* **Document text**:

# # # # # # #

Molasses Cookies with Hazelnuts and Cranberries
Developing these molasses cookies solved a mystery that’s been haunting my mom and me for twenty years.
The recipe
Yield: 6 dozen small cookies
Time: 2 hours
Ingredients
2 ¼ c (280 g) all-purpose flour
1 tsp baking soda
1 tsp cinnamon
½ tsp ground ginger
¼ tsp nutmeg
¼ tsp salt
2 sticks (16 tbsp or 230 g) salted butter, at room temperature
½ c (110 g) sugar
½ c (110 g) dark brown sugar
⅓ c (110 g) molasses
2 eggs
2 tsp (14 g) vanilla extract
⅔ c (216 g) hazelnuts, roasted and roughly chopped
⅔ c (216 g) dried cranberries
Instructions
1. Preheat your oven to 350°F and put one rack in the lower third of the oven and one rack in the upper third. Line two cookie sheets with parchment paper and set aside.
2. Add the flour, baking soda, cinnamon, ginger, nutmeg, and salt to a medium bowl and whisk until combined. Set aside.
3. Put the butter and sugars in the bowl of a stand mixer fitted with the paddle attachment. Beat on medium speed until fluffy and a few shades paler in color, 3–5 minutes. Scrape down the bowl once or twice.
4. Add half the flour mixture, the molasses, eggs, and vanilla. Mix on low speed until combined.

# # # # # # #

* **Information given**:
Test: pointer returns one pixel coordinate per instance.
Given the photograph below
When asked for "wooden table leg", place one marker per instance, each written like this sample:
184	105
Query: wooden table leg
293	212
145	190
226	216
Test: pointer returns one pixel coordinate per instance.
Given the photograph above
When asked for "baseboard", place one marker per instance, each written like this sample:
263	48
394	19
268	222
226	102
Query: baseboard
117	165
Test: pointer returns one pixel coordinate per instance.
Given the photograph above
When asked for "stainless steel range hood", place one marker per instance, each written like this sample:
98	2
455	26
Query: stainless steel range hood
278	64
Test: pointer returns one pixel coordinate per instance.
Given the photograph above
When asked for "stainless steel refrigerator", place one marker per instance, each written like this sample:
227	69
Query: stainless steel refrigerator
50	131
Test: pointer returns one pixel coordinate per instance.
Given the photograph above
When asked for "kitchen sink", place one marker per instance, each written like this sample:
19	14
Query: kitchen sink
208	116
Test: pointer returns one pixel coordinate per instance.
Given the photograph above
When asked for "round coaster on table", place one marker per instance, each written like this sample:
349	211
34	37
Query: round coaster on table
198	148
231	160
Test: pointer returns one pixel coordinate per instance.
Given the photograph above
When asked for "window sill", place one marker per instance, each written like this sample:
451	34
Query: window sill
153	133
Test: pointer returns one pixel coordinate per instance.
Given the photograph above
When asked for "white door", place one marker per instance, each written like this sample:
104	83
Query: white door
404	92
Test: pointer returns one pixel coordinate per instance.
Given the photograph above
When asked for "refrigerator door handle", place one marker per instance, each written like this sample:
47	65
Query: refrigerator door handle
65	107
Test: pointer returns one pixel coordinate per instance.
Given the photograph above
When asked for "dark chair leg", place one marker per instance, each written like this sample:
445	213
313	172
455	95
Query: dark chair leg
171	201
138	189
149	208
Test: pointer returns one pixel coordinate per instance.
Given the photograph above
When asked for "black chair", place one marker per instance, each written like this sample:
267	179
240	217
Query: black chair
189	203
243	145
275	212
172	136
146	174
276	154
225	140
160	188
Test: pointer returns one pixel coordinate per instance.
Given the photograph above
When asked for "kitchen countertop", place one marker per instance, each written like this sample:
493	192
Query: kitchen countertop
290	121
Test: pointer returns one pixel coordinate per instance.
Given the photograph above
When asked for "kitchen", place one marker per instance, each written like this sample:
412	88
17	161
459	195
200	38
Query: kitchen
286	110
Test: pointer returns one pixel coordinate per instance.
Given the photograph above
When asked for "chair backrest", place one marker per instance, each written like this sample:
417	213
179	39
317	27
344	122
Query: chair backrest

# # # # # # #

* **Stated exercise 1**:
Reproduce the part of the molasses cookie recipe from "3. Put the butter" up to and including "once or twice.".
* **Stated exercise 2**:
Finish out the next part of the molasses cookie recipe, picking up after its last step shown.
The items have nothing to do with the molasses cookie recipe.

* **Result 1**:
3. Put the butter and sugars in the bowl of a stand mixer fitted with the paddle attachment. Beat on medium speed until fluffy and a few shades paler in color, 3–5 minutes. Scrape down the bowl once or twice.

* **Result 2**:
5. Add the other half of the flour mixture and mix on low speed just until the dough is no longer streaky.
6. Add the hazelnuts and cranberries and mix on low speed just until evenly distributed.
7. Using a 1-tablespoon scoop, drop the dough onto the parchment-lined cookie sheets, spaced about 2 inches apart. (I fit 12 cookies on a standard cookie sheet.)
8. Bake for 7–9 minutes, swapping racks halfway through, until the cookies are dark brown at the edges.
9. Take the cookies out of the oven and leave them to cool on the sheets for 5 minutes. After the 5 minutes are up, transfer to a wire rack.
10. Store the cookies at room temperature for a few days, or freeze them. They freeze really well!
Notes and tips
I use regular molasses. Choose this over dark molasses or blackstrap molasses. Both have a stronger, bitter flavor.
I roast my hazelnuts for maximum flavor. Set your oven to 300°F, put the nuts on a baking sheet, and roast 15–20 minutes or until they’re golden, shaking the tray a few times during baking.
Check out the notes section in the Chocolate Chip and Crunchy Caramel Cookies for my soapbox on room temperature butter and how to cream it properly.
Like I said in the last recipe, every kitchen setup is different, so bake a single test cookie before you do two whole trays at once. If the test cookie is very flat after it cools, add ¼ c (30 g) flour to the dough. If it doesn’t spread much at all, add 2 tbsp melted butter. Keep testing until it comes out right, then bake your full batch. You’ll thank me later.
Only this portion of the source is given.